* [Task statement] Convert the listing below into a JSON list of strings with one string per line, omitting any blank lines.

Coordinate annotation records:
::::::
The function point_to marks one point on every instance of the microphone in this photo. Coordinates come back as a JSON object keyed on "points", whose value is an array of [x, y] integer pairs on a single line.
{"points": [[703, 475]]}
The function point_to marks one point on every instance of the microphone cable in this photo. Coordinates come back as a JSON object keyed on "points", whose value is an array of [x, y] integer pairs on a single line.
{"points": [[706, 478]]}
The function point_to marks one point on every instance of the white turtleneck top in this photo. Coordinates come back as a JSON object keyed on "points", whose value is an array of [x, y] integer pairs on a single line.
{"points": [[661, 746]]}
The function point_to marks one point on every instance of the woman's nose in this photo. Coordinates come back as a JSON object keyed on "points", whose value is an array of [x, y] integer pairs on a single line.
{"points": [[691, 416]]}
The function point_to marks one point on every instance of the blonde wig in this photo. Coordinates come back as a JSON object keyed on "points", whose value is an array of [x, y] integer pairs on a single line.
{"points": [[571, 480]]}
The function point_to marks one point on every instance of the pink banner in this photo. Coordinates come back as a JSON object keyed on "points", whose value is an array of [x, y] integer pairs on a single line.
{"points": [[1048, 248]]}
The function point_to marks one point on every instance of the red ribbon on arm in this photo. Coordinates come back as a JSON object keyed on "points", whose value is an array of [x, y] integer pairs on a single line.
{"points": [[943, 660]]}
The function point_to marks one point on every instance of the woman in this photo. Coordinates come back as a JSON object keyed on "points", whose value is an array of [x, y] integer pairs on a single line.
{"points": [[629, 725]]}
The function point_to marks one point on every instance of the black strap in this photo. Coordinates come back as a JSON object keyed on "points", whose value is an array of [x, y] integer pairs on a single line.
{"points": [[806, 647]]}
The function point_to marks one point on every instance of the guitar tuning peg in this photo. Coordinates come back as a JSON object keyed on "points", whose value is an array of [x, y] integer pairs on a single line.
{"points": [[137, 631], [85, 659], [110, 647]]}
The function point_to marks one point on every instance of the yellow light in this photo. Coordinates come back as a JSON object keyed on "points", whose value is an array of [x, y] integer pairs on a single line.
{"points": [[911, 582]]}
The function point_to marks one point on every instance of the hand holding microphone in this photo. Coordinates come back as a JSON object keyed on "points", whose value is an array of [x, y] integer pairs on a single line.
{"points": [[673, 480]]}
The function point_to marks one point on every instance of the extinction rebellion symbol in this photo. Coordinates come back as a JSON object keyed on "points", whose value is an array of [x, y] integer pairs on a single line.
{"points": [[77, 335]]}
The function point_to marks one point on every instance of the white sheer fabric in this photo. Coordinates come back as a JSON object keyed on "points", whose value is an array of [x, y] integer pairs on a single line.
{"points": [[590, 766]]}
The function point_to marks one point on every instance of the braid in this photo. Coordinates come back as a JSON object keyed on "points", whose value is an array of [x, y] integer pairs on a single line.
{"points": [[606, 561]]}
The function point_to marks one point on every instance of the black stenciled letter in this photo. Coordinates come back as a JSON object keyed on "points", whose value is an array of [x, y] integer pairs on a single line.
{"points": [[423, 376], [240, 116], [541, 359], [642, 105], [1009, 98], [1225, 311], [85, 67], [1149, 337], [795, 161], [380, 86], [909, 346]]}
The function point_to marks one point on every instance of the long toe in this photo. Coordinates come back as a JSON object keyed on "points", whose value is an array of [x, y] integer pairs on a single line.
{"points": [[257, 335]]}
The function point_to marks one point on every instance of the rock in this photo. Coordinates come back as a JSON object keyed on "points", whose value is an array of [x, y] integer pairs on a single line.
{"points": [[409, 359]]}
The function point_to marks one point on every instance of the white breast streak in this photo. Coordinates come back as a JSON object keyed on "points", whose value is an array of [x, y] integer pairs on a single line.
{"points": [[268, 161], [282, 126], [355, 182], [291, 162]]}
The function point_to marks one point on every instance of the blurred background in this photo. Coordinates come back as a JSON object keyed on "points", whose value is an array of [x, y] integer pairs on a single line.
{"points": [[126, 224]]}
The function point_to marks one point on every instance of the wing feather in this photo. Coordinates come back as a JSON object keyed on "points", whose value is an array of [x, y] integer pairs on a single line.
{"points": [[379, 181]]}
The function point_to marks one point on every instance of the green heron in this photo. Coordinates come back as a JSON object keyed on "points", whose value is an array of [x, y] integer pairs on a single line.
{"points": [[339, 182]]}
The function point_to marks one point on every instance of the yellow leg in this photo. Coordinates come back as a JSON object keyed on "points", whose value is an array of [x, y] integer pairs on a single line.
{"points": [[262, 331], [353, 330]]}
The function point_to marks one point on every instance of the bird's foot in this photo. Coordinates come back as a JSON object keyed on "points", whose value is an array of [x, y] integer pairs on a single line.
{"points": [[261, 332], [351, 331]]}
::::::
* [Answer to the task]
[
  "The function point_to marks one point on every instance of the microphone in this photo. Coordinates come back as a JSON object keyed on \"points\", whose value is an array of [x, y] integer pairs on a single line.",
  "{\"points\": [[703, 475]]}",
  "The function point_to marks one point on every instance of the microphone cable in this photo. Coordinates come back as a JSON object keyed on \"points\", whose value is an array of [x, y] integer pairs on a single line.",
  "{\"points\": [[706, 478]]}",
  "The function point_to marks one point on every instance of the white turtleneck top in this photo. Coordinates come back as a JSON object keyed on \"points\", whose value is an array of [x, y] integer pairs on a single line.",
  "{\"points\": [[661, 746]]}",
  "The function point_to marks one point on every instance of the woman's nose in this photo. Coordinates come back as a JSON object keyed on \"points\", whose value is an array of [x, y] integer pairs on a single line.",
  "{\"points\": [[691, 416]]}",
  "The function point_to marks one point on every instance of the blonde wig in this photo. Coordinates come back as a JSON object keyed on \"points\", whose value is an array of [x, y] integer pairs on a single line.",
  "{\"points\": [[571, 480]]}",
  "The function point_to marks one point on every instance of the pink banner in this photo. Coordinates come back as a JSON object keyed on \"points\", whose value is an array of [x, y] integer pairs on a single line.",
  "{\"points\": [[1048, 248]]}",
  "The function point_to marks one point on every instance of the red ribbon on arm in this photo. Coordinates come back as a JSON object keyed on \"points\", whose value is an array of [x, y] integer pairs on a single line.",
  "{\"points\": [[943, 660]]}",
  "The function point_to marks one point on every instance of the woman in this photo. Coordinates come back as a JSON object keyed on \"points\", whose value is an array of [x, y] integer pairs on a single line.",
  "{\"points\": [[629, 725]]}",
  "The function point_to marks one point on every instance of the black strap in this photo. Coordinates come back as a JSON object keyed on \"points\", whose value is an array of [x, y] integer pairs on a single line.",
  "{\"points\": [[806, 647]]}",
  "The function point_to marks one point on every instance of the guitar tuning peg in this photo. Coordinates come back as a JSON object keyed on \"points\", whose value is an array of [x, y] integer pairs on a single line.",
  "{\"points\": [[137, 631], [85, 659], [110, 647]]}",
  "The function point_to marks one point on every instance of the yellow light in this photo. Coordinates come back as a JSON object keyed on \"points\", whose value is an array of [x, y] integer pairs on a single line.",
  "{\"points\": [[911, 582]]}",
  "The function point_to marks one point on every instance of the hand holding microphone in this photo. Coordinates come back as a JSON object keyed on \"points\", whose value is an array of [x, y] integer pairs on a single line.",
  "{\"points\": [[673, 480]]}",
  "The function point_to marks one point on every instance of the extinction rebellion symbol in this photo. Coordinates come back as a JSON object keyed on \"points\", whose value is an array of [x, y] integer pairs on a single line.",
  "{\"points\": [[77, 335]]}",
  "The function point_to marks one point on every instance of the white sheer fabric in this photo. Coordinates come back as a JSON object keyed on \"points\", whose value is an array of [x, y] integer pairs on a single line.",
  "{\"points\": [[590, 766]]}",
  "The function point_to marks one point on every instance of the braid in this photo. Coordinates come back as a JSON object keyed on \"points\", whose value is an array of [x, y] integer pairs on a single line.",
  "{\"points\": [[606, 561]]}",
  "The function point_to marks one point on every instance of the black stenciled letter in this photo. Coordinates come back as a JSON object keyed on \"points\", whose value is an array of [x, y] integer pairs on a single line.",
  "{\"points\": [[423, 376], [240, 116], [541, 359], [642, 105], [1009, 98], [1225, 311], [85, 67], [1149, 337], [795, 161], [380, 86], [909, 346]]}",
  "The function point_to marks one point on every instance of the long toe in this photo. Coordinates come back as a JSON object keyed on \"points\", whose value is an array of [x, y] integer pairs on a single line.",
  "{\"points\": [[257, 335]]}",
  "The function point_to marks one point on every instance of the rock in this photo. Coordinates come back as a JSON object keyed on \"points\", whose value is an array of [x, y] integer pairs on a single line.",
  "{\"points\": [[409, 359]]}",
  "The function point_to marks one point on every instance of the white breast streak in this photo. Coordinates come back as a JSON object keyed on \"points\", whose value is an array of [x, y] integer pairs on a single line.",
  "{\"points\": [[268, 161], [282, 126], [355, 182], [291, 162]]}",
  "The function point_to marks one point on every instance of the blurred background in this photo. Coordinates come back as a JSON object keyed on \"points\", whose value is an array of [x, y] integer pairs on a single line.",
  "{\"points\": [[126, 224]]}",
  "The function point_to marks one point on every instance of the wing feather in this photo. Coordinates come back as a JSON object keyed on \"points\", whose value is an array of [x, y] integer pairs on a single line.",
  "{\"points\": [[379, 181]]}",
  "The function point_to marks one point on every instance of the green heron in this photo. Coordinates come back as a JSON object keyed on \"points\", whose value is an array of [x, y] integer pairs on a single line.",
  "{\"points\": [[339, 182]]}",
  "The function point_to marks one point on every instance of the yellow leg in this photo. Coordinates come back as a JSON object keyed on \"points\", whose value is an array of [x, y] integer pairs on a single line.",
  "{\"points\": [[262, 331], [353, 330]]}",
  "The function point_to marks one point on every instance of the bird's foot in this photo. Coordinates come back as a JSON object keyed on \"points\", whose value is an array of [x, y] integer pairs on a single line.",
  "{\"points\": [[261, 332], [351, 331]]}"
]